* **Data records**:
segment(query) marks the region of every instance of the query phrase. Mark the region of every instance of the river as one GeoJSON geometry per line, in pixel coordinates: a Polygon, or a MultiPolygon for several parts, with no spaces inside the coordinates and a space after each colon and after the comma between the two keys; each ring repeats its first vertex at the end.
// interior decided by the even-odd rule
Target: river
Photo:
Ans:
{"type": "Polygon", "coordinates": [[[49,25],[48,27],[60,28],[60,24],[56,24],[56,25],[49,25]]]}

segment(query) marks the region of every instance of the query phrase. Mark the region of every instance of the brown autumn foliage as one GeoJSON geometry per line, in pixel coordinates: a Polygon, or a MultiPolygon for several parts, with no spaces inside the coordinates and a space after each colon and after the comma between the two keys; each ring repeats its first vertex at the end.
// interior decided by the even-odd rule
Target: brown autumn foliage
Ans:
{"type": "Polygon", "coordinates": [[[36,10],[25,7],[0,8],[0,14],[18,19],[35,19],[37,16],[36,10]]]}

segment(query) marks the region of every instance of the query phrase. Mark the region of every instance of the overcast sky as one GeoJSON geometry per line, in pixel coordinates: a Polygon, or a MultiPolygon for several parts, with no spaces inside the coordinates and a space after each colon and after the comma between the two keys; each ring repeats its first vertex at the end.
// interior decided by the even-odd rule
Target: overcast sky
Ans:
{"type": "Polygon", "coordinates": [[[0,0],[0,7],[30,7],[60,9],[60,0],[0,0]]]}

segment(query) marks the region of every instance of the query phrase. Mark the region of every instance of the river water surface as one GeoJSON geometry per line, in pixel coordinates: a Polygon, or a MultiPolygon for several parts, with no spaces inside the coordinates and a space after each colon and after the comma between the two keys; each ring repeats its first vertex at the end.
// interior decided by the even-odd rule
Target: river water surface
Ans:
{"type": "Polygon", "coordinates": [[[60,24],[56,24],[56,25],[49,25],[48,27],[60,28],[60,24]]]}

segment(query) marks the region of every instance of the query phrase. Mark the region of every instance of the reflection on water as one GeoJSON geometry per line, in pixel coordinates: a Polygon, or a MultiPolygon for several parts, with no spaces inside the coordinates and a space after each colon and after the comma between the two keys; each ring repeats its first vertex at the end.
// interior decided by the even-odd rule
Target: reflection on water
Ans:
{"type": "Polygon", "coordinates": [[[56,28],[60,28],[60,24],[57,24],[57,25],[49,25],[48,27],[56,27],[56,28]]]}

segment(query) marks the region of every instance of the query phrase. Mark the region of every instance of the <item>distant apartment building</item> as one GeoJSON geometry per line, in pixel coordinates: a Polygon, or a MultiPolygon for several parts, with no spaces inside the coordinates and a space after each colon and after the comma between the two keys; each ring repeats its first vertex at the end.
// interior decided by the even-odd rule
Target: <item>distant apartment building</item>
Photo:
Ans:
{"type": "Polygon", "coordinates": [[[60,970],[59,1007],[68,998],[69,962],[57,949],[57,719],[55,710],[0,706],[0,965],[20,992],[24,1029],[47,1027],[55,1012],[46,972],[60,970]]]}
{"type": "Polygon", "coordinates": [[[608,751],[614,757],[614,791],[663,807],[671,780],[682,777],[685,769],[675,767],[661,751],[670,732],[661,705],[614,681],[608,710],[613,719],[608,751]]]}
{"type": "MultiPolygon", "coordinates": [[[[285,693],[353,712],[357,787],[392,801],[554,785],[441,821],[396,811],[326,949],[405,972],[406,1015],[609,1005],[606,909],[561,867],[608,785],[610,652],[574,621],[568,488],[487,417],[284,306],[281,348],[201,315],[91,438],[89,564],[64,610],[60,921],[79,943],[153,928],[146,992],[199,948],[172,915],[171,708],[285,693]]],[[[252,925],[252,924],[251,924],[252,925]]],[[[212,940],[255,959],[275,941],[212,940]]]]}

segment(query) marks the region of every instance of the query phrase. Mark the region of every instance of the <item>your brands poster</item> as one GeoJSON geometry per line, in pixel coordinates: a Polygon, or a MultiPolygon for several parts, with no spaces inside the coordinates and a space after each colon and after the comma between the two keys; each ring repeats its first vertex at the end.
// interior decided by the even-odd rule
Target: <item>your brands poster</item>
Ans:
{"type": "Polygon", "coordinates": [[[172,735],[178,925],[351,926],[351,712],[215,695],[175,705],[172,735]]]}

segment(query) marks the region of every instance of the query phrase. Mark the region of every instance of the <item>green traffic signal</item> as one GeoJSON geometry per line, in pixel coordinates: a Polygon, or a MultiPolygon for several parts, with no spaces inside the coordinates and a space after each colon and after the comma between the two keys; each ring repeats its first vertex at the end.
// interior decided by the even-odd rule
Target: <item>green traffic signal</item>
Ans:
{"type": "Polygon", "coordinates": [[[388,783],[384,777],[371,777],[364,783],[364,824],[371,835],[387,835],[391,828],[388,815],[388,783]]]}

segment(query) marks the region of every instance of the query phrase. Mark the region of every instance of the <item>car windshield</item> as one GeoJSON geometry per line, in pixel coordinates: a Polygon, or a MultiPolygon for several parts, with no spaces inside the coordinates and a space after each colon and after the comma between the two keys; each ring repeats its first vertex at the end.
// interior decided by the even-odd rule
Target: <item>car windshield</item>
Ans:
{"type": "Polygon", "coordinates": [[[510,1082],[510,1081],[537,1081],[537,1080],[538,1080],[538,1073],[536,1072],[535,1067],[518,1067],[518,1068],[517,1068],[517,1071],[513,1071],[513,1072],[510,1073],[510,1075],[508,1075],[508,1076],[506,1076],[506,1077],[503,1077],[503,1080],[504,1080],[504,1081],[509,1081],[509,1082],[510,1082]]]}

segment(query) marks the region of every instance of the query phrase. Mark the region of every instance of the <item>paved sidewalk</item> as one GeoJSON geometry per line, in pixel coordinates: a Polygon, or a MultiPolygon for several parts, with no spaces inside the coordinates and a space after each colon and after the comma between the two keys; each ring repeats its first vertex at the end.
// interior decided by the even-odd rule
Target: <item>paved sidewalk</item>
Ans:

* **Your objective**:
Each record above should be repeated exactly as it appears.

* **Exercise solution**:
segment(query) marks the region of every instance of the query phrase. Mark the region of every instance of the river as one GeoJSON geometry per line, in pixel coordinates: a Polygon, or a MultiPolygon for several parts, with no spaces inside the coordinates and a space after each colon and after the comma between the two keys; each ring repeats its first vertex at the end.
// interior decided by the even-odd rule
Target: river
Photo:
Ans:
{"type": "Polygon", "coordinates": [[[49,25],[48,27],[60,28],[60,24],[56,24],[56,25],[49,25]]]}

segment(query) marks the region of every instance of the query phrase. Mark the region of every instance of the brown autumn foliage as one GeoJSON geometry per line, in pixel coordinates: a Polygon, or a MultiPolygon for several parts, with no spaces inside the coordinates and a space after each colon and after the comma between the two keys; each ring repeats its first vertex at the end.
// interior decided by the even-odd rule
Target: brown autumn foliage
Ans:
{"type": "Polygon", "coordinates": [[[36,10],[25,7],[0,8],[0,14],[18,19],[35,19],[37,16],[36,10]]]}

segment(query) marks the region of every instance of the query phrase. Mark the region of every instance of the overcast sky as one GeoJSON geometry per line, in pixel coordinates: a Polygon, or a MultiPolygon for several parts, with no spaces inside the coordinates and a space after each colon and after the comma between the two keys; each ring repeats its first vertex at the end.
// interior decided by the even-odd rule
Target: overcast sky
Ans:
{"type": "Polygon", "coordinates": [[[0,0],[0,7],[30,7],[60,9],[60,0],[0,0]]]}

segment(query) marks the region of every instance of the query phrase. Mark the region of every instance of the river water surface as one GeoJSON geometry per line, in pixel coordinates: a Polygon, or a MultiPolygon for several parts, with no spaces inside the coordinates and a space after each colon and after the comma between the two keys; each ring repeats its first vertex at the end.
// interior decided by the even-odd rule
Target: river water surface
Ans:
{"type": "Polygon", "coordinates": [[[60,24],[56,24],[56,25],[49,25],[48,27],[60,28],[60,24]]]}

segment(query) marks the region of every instance of the query phrase. Mark the region of every instance of the reflection on water as one GeoJSON geometry per line, in pixel coordinates: a Polygon, or a MultiPolygon for several parts, with no spaces inside the coordinates and a space after each colon and after the comma between the two keys; each ring repeats its first vertex at the end.
// interior decided by the even-odd rule
Target: reflection on water
Ans:
{"type": "Polygon", "coordinates": [[[56,28],[60,28],[60,24],[57,24],[57,25],[49,25],[48,27],[56,27],[56,28]]]}

segment(query) marks the region of every instance of the query phrase. Mark the region of every instance of the <item>distant apartment building</item> as one GeoJSON geometry per line, in pixel coordinates: a Polygon, or a MultiPolygon for several parts, with no spaces inside the coordinates and a space after each colon and after the comma between the two keys; each ring repeats its first vertex at the end.
// interior decided by the even-odd rule
Target: <item>distant apartment building</item>
Photo:
Ans:
{"type": "Polygon", "coordinates": [[[60,970],[59,1007],[68,998],[69,962],[57,949],[57,719],[55,710],[0,706],[0,965],[20,992],[24,1029],[47,1027],[55,1012],[46,972],[60,970]]]}
{"type": "Polygon", "coordinates": [[[608,751],[614,757],[614,791],[663,807],[671,780],[682,777],[685,769],[675,767],[661,751],[670,732],[661,705],[614,681],[608,710],[613,719],[608,751]]]}
{"type": "MultiPolygon", "coordinates": [[[[285,693],[353,712],[357,787],[392,801],[554,785],[441,821],[396,811],[326,949],[405,972],[406,1015],[609,1005],[606,909],[561,867],[608,785],[610,652],[574,621],[568,488],[487,417],[284,306],[281,348],[201,315],[91,438],[89,564],[64,610],[60,921],[79,943],[153,928],[146,992],[199,948],[172,915],[171,708],[285,693]]],[[[252,925],[252,924],[251,924],[252,925]]],[[[212,940],[255,959],[275,941],[212,940]]]]}

segment(query) marks the region of every instance of the query phrase. Mark the region of every instance of the <item>your brands poster</item> as one GeoJSON geometry per line, in pixel coordinates: a Polygon, or a MultiPolygon for several parts, with no spaces inside the coordinates and a space after each colon and after the comma between the two keys; each ring repeats its first vertex at the end.
// interior decided by the even-odd rule
Target: <item>your brands poster</item>
Ans:
{"type": "Polygon", "coordinates": [[[172,735],[178,925],[351,926],[351,712],[215,695],[175,705],[172,735]]]}

segment(query) marks the region of every instance of the query phrase. Mark the region of every instance of the <item>green traffic signal</item> as one GeoJSON geometry per line, in pixel coordinates: a Polygon, or a MultiPolygon for several parts, with no spaces inside the coordinates and a space after each colon and after the comma between the two keys; each ring repeats its first vertex at the end.
// interior decided by the even-odd rule
Target: <item>green traffic signal</item>
Ans:
{"type": "Polygon", "coordinates": [[[388,783],[384,777],[371,777],[364,783],[364,824],[371,835],[387,835],[391,828],[388,815],[388,783]]]}

segment(query) marks the region of every instance of the query phrase. Mark the region of every instance of the <item>car windshield</item> as one GeoJSON geometry per line, in pixel coordinates: a Polygon, or a MultiPolygon for several parts, with no spaces inside the coordinates and a space after each colon and after the comma between the two keys; each ring repeats its first vertex at the end.
// interior decided by the even-odd rule
Target: <item>car windshield</item>
Ans:
{"type": "Polygon", "coordinates": [[[510,1082],[510,1081],[537,1081],[537,1080],[538,1080],[538,1073],[536,1072],[535,1067],[518,1067],[518,1068],[517,1068],[517,1071],[513,1071],[513,1072],[510,1073],[510,1075],[508,1075],[508,1076],[506,1076],[506,1077],[503,1077],[503,1080],[504,1080],[504,1081],[509,1081],[509,1082],[510,1082]]]}

segment(query) marks the region of every instance of the query phrase. Mark the region of every instance of the <item>paved sidewalk</item> as one GeoJSON geometry per line, in pixel coordinates: a Polygon, or a MultiPolygon for several parts, with no spaces inside the coordinates and a space after each colon and after the comma between the two keys; each ring repeats its first vertex at the end.
// interior decided by the even-odd rule
Target: <item>paved sidewalk</item>
Ans:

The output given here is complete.